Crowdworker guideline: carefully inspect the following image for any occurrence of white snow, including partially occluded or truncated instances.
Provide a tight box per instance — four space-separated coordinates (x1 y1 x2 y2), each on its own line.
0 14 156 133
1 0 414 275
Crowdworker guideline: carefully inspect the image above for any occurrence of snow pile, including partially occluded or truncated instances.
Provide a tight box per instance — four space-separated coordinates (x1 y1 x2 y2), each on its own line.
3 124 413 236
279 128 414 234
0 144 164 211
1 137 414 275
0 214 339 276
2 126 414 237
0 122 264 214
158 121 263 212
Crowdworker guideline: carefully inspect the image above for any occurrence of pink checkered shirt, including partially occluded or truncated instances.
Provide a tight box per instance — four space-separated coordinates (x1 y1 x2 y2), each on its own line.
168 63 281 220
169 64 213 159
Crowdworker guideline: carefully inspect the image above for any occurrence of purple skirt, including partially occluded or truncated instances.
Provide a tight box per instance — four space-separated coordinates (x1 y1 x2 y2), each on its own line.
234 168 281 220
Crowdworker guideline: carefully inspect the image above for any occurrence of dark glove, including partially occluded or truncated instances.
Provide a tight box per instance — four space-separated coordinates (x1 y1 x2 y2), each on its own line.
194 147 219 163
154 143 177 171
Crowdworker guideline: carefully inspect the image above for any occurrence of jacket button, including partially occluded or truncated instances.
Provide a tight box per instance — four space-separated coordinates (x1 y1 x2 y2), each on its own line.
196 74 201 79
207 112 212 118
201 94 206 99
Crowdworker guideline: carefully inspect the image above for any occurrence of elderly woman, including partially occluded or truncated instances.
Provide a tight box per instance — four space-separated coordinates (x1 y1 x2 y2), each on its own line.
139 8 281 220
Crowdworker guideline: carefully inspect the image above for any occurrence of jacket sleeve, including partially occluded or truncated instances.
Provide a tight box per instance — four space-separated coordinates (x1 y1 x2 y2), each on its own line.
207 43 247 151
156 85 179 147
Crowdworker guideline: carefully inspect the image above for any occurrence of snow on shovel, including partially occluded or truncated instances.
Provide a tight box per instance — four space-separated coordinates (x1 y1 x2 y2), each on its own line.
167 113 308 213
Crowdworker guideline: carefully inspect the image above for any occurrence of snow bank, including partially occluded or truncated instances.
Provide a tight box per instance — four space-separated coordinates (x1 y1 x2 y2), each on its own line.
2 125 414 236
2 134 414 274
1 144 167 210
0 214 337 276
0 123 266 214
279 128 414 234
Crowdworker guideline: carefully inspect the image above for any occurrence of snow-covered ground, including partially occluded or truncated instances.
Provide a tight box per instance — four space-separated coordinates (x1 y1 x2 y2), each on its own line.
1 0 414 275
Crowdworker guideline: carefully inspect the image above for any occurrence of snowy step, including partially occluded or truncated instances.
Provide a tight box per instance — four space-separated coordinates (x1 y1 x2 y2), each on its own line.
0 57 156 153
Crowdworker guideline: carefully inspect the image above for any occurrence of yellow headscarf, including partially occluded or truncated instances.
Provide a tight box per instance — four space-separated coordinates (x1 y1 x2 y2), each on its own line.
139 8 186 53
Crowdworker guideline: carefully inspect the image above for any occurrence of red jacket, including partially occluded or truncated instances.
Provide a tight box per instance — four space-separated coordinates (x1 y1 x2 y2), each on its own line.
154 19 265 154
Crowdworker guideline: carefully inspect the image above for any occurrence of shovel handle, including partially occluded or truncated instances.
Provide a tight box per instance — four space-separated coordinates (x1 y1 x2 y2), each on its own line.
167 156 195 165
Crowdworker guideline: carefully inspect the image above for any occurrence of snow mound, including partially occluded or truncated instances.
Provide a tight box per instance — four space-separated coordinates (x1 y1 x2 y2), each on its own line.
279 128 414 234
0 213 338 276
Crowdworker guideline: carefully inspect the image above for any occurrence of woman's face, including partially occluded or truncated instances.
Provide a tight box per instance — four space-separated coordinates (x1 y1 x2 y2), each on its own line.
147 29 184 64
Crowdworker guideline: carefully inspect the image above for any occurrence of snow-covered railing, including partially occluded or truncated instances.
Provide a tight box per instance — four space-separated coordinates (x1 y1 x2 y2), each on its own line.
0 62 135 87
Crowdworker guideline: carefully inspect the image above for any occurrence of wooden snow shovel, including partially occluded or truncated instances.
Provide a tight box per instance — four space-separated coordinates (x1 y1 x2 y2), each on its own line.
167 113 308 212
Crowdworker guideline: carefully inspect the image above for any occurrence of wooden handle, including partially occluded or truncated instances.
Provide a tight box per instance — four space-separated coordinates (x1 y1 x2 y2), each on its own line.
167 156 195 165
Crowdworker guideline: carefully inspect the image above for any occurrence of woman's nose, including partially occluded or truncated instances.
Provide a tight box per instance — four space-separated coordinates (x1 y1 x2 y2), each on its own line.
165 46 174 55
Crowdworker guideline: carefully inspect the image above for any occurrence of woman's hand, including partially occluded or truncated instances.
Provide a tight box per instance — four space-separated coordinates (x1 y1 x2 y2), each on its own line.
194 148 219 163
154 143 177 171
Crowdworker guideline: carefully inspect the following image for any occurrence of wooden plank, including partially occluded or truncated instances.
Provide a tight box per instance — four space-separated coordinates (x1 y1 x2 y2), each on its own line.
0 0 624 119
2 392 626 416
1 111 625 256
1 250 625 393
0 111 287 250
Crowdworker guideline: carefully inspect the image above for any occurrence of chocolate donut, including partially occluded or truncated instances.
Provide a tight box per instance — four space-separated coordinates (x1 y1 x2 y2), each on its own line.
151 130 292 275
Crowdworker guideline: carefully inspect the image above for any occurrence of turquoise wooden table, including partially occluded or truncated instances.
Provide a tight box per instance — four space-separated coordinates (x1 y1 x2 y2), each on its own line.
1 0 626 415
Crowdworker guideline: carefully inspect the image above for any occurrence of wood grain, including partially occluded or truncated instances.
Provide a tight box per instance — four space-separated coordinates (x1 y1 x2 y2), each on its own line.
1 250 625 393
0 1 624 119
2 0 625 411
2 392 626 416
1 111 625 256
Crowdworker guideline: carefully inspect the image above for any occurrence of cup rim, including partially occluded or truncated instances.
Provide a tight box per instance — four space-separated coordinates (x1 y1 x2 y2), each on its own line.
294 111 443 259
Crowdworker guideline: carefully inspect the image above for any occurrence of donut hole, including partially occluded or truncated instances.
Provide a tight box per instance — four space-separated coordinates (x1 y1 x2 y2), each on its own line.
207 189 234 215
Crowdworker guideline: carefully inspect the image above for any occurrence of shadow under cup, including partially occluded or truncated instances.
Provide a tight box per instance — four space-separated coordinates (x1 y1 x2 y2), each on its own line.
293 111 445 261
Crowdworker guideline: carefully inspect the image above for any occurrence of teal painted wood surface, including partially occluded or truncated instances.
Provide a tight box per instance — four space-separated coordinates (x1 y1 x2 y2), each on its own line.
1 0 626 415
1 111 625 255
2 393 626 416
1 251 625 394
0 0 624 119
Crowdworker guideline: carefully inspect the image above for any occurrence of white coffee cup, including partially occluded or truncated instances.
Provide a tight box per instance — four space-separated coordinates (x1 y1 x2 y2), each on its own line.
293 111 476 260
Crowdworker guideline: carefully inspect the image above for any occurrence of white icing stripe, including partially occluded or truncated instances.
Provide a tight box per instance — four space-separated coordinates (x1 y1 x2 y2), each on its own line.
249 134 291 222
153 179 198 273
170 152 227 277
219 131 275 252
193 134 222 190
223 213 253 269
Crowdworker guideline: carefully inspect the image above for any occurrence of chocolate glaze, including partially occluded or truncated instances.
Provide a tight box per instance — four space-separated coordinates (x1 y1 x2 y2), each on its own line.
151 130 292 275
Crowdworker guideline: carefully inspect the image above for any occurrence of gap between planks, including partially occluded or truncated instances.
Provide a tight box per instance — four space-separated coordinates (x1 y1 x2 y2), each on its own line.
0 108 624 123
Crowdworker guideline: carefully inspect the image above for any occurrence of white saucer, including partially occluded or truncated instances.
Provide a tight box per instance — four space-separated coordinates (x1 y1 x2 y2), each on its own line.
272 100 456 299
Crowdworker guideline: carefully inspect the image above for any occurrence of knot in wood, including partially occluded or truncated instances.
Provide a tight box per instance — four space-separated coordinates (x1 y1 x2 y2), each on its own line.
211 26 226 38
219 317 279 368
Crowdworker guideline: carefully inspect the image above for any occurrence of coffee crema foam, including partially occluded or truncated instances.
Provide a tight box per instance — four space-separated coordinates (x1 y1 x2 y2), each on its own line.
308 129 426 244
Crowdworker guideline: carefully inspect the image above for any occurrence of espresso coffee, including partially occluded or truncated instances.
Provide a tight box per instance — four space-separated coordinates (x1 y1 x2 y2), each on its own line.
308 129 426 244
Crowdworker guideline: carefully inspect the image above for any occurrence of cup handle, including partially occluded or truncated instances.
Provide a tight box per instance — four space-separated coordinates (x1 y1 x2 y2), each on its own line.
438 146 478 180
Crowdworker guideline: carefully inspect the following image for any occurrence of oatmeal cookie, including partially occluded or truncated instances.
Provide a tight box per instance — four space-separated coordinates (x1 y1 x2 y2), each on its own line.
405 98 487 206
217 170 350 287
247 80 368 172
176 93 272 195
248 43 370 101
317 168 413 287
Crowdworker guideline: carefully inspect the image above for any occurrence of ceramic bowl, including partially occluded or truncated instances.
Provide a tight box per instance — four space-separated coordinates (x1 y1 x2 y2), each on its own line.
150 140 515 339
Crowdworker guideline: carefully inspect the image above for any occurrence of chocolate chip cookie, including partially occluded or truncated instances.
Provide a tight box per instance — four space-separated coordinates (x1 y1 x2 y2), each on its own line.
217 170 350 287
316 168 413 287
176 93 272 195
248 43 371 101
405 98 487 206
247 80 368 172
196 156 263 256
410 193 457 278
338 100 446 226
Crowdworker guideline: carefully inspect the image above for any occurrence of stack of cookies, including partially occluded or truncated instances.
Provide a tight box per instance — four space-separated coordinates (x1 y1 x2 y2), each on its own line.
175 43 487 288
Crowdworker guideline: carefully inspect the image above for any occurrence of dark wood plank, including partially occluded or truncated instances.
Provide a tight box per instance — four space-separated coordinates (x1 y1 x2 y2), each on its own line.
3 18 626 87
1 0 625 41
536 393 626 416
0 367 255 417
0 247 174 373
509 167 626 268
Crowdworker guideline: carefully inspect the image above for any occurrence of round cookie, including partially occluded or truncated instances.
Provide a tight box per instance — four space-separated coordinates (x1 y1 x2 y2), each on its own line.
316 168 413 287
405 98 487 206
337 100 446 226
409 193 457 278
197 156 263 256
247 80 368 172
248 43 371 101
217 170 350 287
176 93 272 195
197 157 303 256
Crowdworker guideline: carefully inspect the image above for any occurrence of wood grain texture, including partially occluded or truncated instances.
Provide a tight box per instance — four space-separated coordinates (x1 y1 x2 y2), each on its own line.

Assignment: In the records above, some lines hold the word "grain". Say how many, and nothing more.

Exercise answer: 2